● **TASK TO CARRY OUT**
Write each of the lines below as one string in a JSON list, skipping any blank lines.

─── GIVEN DATA

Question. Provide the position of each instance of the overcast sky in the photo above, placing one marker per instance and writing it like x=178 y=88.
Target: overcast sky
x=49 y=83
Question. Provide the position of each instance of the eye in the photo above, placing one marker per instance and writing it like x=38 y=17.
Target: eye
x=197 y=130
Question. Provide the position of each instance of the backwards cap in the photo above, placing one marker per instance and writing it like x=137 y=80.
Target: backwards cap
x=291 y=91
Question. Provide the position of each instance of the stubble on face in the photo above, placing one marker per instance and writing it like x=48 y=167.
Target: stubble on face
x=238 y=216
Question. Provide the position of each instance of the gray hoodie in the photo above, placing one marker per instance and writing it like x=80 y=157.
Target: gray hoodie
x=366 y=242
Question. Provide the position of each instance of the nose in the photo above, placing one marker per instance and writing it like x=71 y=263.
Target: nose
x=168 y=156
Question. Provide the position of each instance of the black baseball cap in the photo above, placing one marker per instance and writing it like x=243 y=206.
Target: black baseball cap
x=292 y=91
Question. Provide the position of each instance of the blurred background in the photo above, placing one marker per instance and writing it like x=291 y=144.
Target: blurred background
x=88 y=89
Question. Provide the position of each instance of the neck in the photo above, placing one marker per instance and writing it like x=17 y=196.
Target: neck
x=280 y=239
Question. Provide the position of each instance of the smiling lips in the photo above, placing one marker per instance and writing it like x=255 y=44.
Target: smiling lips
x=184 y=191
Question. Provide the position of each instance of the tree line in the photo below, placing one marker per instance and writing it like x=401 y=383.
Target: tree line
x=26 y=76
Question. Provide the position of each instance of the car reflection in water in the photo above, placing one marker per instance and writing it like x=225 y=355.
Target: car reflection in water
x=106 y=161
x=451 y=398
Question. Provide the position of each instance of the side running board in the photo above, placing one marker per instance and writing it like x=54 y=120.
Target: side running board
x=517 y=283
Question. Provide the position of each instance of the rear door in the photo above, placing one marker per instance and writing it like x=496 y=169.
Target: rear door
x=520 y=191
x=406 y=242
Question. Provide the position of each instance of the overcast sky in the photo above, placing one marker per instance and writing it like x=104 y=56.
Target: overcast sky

──────

● **RESPONSE TO THE TASK**
[
  "Question. Provide the position of each instance of the overcast sky in the photo above, placing one marker per instance and writing it like x=178 y=88.",
  "Target: overcast sky",
  "x=49 y=83",
  "Question. Provide the position of each instance of the eye in the photo above, placing one marker per instance and writing it like x=38 y=17.",
  "Target: eye",
  "x=197 y=130",
  "Question. Provide the position of each instance of the backwards cap in the photo above, placing one marker per instance and writing it like x=137 y=80.",
  "Target: backwards cap",
  "x=291 y=91",
  "Question. Provide the position of each instance of the stubble on face in the photo above, placing one marker per instance and writing it like x=48 y=167.",
  "Target: stubble on face",
  "x=238 y=216",
  "Question. Provide the position of each instance of the gray hoodie in the photo above, placing one marker per instance and writing it like x=80 y=157.",
  "Target: gray hoodie",
  "x=366 y=242",
  "Question. Provide the position of each instance of the nose in the photo above, placing one marker per instance and writing it like x=71 y=263.",
  "Target: nose",
  "x=168 y=156",
  "Question. Provide the position of each instance of the black baseball cap in the photo above, placing one marker per instance and writing it like x=243 y=206.",
  "Target: black baseball cap",
  "x=292 y=91",
  "Question. Provide the position of each instance of the blurred background in the photo above, placing one marker per instance and writing it like x=291 y=144.",
  "Target: blurred background",
  "x=88 y=89",
  "Question. Provide the position of each instance of the neck in the photo above, placing one marker per instance and writing it like x=17 y=196.",
  "Target: neck",
  "x=280 y=239",
  "Question. Provide the position of each instance of the smiling lips in the photo above, placing one marker per instance and writing it like x=255 y=44.",
  "Target: smiling lips",
  "x=184 y=191",
  "Question. Provide the position of each instance of the tree line in the photo below, placing one marker per instance and writing it like x=401 y=383.",
  "Target: tree line",
  "x=26 y=76",
  "Question. Provide the position of each instance of the car reflection in water in the photo above, placing one marker per instance and writing it like x=225 y=355.",
  "Target: car reflection in water",
  "x=106 y=161",
  "x=451 y=398",
  "Question. Provide the position of each instance of the side running board in the photo above, placing one marker per instance and writing it like x=54 y=120.",
  "Target: side running board",
  "x=517 y=283",
  "Question. Provide the position of each instance of the rear door in the photo above, placing one marker per instance and writing it like x=496 y=169.",
  "Target: rear door",
  "x=520 y=191",
  "x=406 y=242",
  "Question. Provide the position of each instance of the overcast sky in the photo above, placing one marker per instance and writing it like x=104 y=56.",
  "Target: overcast sky"
]